───── Testo di lettura ─────
Autore Andrea Vitali
Prezzo E 17,60
Pagine p. 408
Data di pubblicazione 2009
Editore Garzanti
Collana Narratori Moderni


La piccola fanfara di Bellano, le aspirazioni e le ambizioni personali delle autorità e di un musicista dilettante, gli intrecci e gli intrighi della vita di paese

Ad accogliere i viaggiatori che d’estate sbarcano sul molo di Bellano dal traghetto Savoia, c’è solo la scalcagnata fanfara guidata dal maestro Zaccaria Vergottini, prima cornetta e direttore. Un organico di otto elementi che fa sfigurare l’intero paese, anche se nel gruppetto svetta il virtuoso del bombardino, Lindo Nasazzi, fresco vedovo alle prese con la giovane e robusta seconda moglie Noemi.
Per dare alla città un Corpo Musicale degno di questo nome ci vuole un uomo di polso, un visionario che sappia però districarsi nelle trame e nelle inerzie della politica e della burocrazia, che riesca a metter d’accordo il podestà Parpaiola, il segretario comunale Fainetti, il segretario della locale sezione del partito Bongioanni, il parroco e tutti i notabili della zona.
Un insieme di imprevedibili circostanze – assai fortunato per alcuni, e invece piuttosto sfortunato per altri – può forse portare verso Bellano il ragionier Onorato Geminazzi, che vive sull’altra sponda del lago, a Menaggio, con la consorte Estenuata e la numerosa prole.
Almeno il cappello racconta la gloriosa avventura del Corpo Musicale Bellanese, le mille difficoltà dell’impresa e la determinazione di chi volle farsene artefice. A ritmo di valzer e mazurca, con il contorno di marcette e inni, Andrea Vitali s’inventa un’altra storia tutta italiana, fatta di furbizie e sogni, ripicche e generosità, pettegolezzi e amori. E la scrive con la passione per l’intrigo, il brio e il buonumore, la verità e la semplicità che servono per farci capire la ricchezza e gli imprevisti che punteggiano tutte le nostre vite.



Presentazione di Andrea Camilleri
(Roma, Libreria Enoarcano, via delle Paste 106, 5 marzo 2009)

C’è una battuta di Ennio Flajano che recita pressappoco così:
“Stanco di studiare l’infinitamente grande e l’infinitamente piccolo, lo scienziato si mise a studiare l’infinitamente mediocre”.
Allo studio dell’infinitamente mediocre da anni si dedica Andrea Vitali che scienziato non è, ma in compenso è medico e perciò sa usare il microscopio che gli permette d’isolare tra il pullulare affannato del microcosmo dei mediocri alcuni esseri particolari e di dar loro un nome e un corpo.
E così va a finire che a Bellano si ritrovano i consanguinei di Bouvard e Pécuchet, i familiari di Tartarino di Tarascona, i fratelli minori di certi impiegati gogoliani, i nipotini di Gadda, i cugini in secondo grado di Piero Chiara, e tutti hanno in mano il “Dizionario delle idee ricevute” che compulsano di continuo.
─────
Trascriva la parte della scheda del libro che inizia con "Un insieme di" e prosegue fino a "le nostre vite.", cambiando "gloriosa" in "straordinaria". Per svolgere l'esercizio non occorre consultare l'elenco.
───── Voci estratte ─────
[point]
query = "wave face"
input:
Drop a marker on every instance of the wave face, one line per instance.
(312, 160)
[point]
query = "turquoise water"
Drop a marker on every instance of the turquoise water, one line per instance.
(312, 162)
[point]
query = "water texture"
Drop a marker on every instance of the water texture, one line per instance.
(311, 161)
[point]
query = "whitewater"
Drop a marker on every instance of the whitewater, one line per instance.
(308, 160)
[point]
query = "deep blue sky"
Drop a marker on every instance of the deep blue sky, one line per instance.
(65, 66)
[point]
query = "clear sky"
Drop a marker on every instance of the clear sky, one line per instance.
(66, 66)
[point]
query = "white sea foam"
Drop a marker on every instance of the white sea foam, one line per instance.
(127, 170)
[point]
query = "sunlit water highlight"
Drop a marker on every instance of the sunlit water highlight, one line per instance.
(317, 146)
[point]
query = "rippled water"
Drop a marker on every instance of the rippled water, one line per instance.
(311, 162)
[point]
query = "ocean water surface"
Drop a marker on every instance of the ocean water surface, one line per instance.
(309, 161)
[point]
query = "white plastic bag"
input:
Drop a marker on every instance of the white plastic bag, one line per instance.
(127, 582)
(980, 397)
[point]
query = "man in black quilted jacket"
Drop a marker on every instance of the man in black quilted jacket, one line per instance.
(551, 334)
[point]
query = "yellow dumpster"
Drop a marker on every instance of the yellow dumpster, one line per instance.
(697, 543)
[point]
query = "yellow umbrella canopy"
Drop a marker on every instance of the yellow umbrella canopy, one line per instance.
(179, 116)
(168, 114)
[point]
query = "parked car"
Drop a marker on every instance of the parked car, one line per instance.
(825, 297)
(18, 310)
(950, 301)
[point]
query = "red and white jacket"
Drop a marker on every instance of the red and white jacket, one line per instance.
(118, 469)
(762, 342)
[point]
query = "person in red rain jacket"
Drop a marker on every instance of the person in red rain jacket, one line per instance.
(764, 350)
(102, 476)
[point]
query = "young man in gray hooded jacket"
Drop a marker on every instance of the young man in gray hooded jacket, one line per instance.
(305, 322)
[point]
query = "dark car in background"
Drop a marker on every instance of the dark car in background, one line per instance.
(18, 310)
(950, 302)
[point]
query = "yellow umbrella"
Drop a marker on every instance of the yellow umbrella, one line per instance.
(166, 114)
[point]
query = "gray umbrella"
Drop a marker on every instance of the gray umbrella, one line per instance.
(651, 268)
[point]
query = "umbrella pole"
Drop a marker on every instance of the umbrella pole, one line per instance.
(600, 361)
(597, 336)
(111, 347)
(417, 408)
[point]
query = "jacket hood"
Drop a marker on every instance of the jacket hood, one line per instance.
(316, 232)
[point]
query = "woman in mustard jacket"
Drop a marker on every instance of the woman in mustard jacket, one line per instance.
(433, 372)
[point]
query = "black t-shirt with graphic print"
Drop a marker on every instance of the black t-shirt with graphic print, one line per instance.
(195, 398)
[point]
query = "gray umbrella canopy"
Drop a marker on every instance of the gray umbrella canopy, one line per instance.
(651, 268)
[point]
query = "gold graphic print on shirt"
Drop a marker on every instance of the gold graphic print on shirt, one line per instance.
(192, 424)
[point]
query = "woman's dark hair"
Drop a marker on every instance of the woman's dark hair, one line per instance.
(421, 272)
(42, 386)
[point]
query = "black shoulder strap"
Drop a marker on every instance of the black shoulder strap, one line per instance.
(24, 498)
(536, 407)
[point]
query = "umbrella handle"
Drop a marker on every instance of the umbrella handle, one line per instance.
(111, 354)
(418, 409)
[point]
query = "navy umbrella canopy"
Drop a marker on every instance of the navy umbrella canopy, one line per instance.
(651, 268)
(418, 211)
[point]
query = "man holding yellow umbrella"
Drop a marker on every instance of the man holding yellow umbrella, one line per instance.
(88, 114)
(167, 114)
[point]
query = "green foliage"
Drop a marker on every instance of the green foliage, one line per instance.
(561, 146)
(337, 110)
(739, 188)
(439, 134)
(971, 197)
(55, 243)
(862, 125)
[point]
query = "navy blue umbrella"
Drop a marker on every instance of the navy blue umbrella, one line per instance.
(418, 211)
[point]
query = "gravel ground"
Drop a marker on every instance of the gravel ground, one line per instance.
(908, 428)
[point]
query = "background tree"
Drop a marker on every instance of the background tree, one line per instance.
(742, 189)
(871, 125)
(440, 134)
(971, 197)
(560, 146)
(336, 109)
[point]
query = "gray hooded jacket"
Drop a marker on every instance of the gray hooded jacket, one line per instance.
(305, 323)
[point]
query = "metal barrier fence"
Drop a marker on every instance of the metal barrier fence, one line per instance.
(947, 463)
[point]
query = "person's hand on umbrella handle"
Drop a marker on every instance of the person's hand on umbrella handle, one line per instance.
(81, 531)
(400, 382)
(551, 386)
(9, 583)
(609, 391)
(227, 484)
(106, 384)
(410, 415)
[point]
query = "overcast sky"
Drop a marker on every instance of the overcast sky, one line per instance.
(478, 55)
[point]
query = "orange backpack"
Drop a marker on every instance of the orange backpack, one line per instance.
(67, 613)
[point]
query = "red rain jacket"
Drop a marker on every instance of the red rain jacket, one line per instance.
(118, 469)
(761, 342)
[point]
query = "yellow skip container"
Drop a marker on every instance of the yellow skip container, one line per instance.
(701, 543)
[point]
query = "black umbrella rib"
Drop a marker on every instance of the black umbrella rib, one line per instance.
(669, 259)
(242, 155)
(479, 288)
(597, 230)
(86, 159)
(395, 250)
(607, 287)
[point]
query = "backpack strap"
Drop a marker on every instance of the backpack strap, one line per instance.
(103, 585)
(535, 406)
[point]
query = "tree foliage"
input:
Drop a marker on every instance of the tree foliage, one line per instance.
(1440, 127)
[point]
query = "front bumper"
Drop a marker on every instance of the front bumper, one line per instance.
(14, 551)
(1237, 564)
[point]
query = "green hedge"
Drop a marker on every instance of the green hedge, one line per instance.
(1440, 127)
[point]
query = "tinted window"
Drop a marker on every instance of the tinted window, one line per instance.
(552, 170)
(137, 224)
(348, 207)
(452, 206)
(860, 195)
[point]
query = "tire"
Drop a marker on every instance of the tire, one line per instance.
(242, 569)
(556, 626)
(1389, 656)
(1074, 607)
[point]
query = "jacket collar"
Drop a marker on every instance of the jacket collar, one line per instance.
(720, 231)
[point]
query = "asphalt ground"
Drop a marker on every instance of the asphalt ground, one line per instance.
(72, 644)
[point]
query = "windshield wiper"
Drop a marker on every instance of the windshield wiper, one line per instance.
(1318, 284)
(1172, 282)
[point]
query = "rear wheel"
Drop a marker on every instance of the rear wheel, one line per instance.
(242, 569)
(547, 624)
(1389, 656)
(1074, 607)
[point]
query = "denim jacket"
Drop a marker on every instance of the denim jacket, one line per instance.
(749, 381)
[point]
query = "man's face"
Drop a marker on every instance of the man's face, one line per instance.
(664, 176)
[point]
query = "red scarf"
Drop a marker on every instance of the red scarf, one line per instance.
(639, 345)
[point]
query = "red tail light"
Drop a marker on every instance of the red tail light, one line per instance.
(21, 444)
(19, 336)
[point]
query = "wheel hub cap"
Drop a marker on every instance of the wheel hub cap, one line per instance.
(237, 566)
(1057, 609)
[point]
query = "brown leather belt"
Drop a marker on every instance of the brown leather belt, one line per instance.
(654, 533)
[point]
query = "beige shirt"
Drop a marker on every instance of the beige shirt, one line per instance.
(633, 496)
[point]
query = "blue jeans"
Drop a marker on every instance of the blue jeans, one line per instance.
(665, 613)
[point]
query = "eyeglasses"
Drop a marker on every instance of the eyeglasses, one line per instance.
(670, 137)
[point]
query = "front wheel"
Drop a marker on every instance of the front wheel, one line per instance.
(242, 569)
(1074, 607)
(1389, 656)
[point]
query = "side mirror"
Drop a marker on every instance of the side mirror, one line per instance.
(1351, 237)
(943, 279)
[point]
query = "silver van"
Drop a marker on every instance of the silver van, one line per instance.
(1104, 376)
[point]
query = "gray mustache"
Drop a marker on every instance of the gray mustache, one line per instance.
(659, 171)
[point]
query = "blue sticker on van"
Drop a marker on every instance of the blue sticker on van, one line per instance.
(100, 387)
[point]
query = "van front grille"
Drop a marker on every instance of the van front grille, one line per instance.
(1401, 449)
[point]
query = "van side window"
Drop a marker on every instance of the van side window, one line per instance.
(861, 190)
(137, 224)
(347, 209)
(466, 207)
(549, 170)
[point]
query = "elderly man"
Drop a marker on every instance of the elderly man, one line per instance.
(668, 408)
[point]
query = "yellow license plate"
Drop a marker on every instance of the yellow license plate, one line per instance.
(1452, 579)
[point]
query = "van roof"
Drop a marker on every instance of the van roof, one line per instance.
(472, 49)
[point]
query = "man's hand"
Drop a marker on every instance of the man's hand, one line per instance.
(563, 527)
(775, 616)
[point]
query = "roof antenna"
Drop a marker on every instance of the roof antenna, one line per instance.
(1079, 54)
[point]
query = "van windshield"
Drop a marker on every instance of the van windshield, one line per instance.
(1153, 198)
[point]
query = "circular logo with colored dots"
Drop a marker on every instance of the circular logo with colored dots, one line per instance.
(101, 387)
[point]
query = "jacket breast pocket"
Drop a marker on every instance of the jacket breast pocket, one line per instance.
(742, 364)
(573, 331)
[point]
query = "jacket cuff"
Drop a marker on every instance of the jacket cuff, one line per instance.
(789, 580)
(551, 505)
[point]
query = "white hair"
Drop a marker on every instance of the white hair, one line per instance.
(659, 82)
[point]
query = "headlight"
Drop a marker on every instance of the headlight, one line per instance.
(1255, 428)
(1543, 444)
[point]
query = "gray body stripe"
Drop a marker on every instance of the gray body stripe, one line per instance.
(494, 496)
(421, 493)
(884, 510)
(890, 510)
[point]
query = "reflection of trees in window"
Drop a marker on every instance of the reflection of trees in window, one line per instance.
─────
> Soluzione
Un insieme di imprevedibili circostanze – assai fortunato per alcuni, e invece piuttosto sfortunato per altri – può forse portare verso Bellano il ragionier Onorato Geminazzi, che vive sull’altra sponda del lago, a Menaggio, con la consorte Estenuata e la numerosa prole.
Almeno il cappello racconta la straordinaria avventura del Corpo Musicale Bellanese, le mille difficoltà dell’impresa e la determinazione di chi volle farsene artefice. A ritmo di valzer e mazurca, con il contorno di marcette e inni, Andrea Vitali s’inventa un’altra storia tutta italiana, fatta di furbizie e sogni, ripicche e generosità, pettegolezzi e amori. E la scrive con la passione per l’intrigo, il brio e il buonumore, la verità e la semplicità che servono per farci capire la ricchezza e gli imprevisti che punteggiano tutte le nostre vite.